--- BEGIN QUOTED PASSAGE ---
SECOND PLOT, BIVAR ANALYSIS 1¶

In [89]:
fig = px.density_heatmap(
    df23,
    x='POL_BELIEFS',
    y='LONELY',
    color_continuous_scale='Viridis',
    title="Bivariate Analysis of Political Beliefs and Loneliness (Heatmap Example)",
)
fig.show("notebook")

THIRD PLOT, BIVAR ANALYSIS 2¶

In [90]:
fig = px.box(df23, x = "SEX", y = "USLLY_FRNDS", title = "Boxplot", labels = {"SEX": "Sex", "USLLY_FRNDS": "Consistent Group of Friends?"})
fig.show("notebook")

Interesting Aggregates!¶

In [91]:
pivot_table = pd.crosstab(df23['LONELY'], df23['WISH_MORE_FRNDS'])
pivot_table
Out[91]:
WISH_MORE_FRNDS 0 1 2 3 4
LONELY
0 48 18 12 10 8
1 37 45 14 32 17
2 23 29 48 39 20
3 21 28 15 50 34
4 12 11 7 25 53

Step 3: Framing a Prediction Problem¶

From the previous sections (the dual lineplot), it is clear that there is some correlation or convergence between how lonely people feel and their political leaning. Due to this, we want to explore any possible way to predict a student's political leaning using these indicators. This naturally leads us to explore classification algorithms and how we may use multiclass classification to identify a student's political disposition.

Formally, we are trying to use relevant variables that indicate the state of a responder's social network, based on a survey, to train a multiclass classification model. On the micro scale, the algorithm would allow us to predict the political leaning of a single respondent, but on the macro scale, we can observe the sentiment of the entire class as a whole. In order to see how the overall sentiment of 12th graders changes over time, we must focus on the macro scale. Thus, our prediction problem is as follows: Can we predict the overall political leaning of the class of 12th graders based on each individual's social network state?

Because the data is constructed in a way that prevents overlaps of conflicting categorical data points, we don't need to modify our cleaned data for the purposes of the baseline model. In line with best model-building practices, we will use a 70-30 split, with 70% for training and the remaining 30% for testing. Since we are using a multiclass classification model, we will evaluate performance using accuracy and the F1 score for simplicity and clarity.

Step 4: Baseline Model¶

In [92]:
# import all the necessary tools 
from sklearn.model_selection import train_test_split
from sklearn.ensemble import RandomForestClassifier
from sklearn.model_selection import GridSearchCV
from sklearn import metrics  

Building the baseline Model¶

In [93]:
# TODO
def getresbasic(year):
    # 1. Load the processed data for all years
    try:
        dfpred = pd.read_csv(f"processed_data/data_{year}.csv")
--- END QUOTED PASSAGE ---
--- BEGIN STORED DATA ---
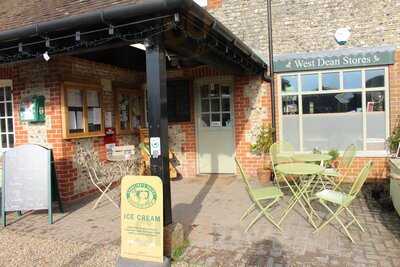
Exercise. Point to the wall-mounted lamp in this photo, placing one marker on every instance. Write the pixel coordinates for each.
(139, 46)
(46, 56)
--- END STORED DATA ---
» STATED GOAL
In the notebook excerpt, can you restate the paragraph beginning "Because the data is constructed" as a short bulleted list that keeps its main facts?

» SOLUTION FOR THIS TASK
- The cleaned data needs no changes for the baseline model, because the data is built to prevent overlaps of conflicting categorical data points.
- Following best model-building practices, the data is split 70-30: 70% for training and 30% for testing.
- Because the model does multiclass classification, performance is measured with accuracy and the F1 score, for simplicity and clarity.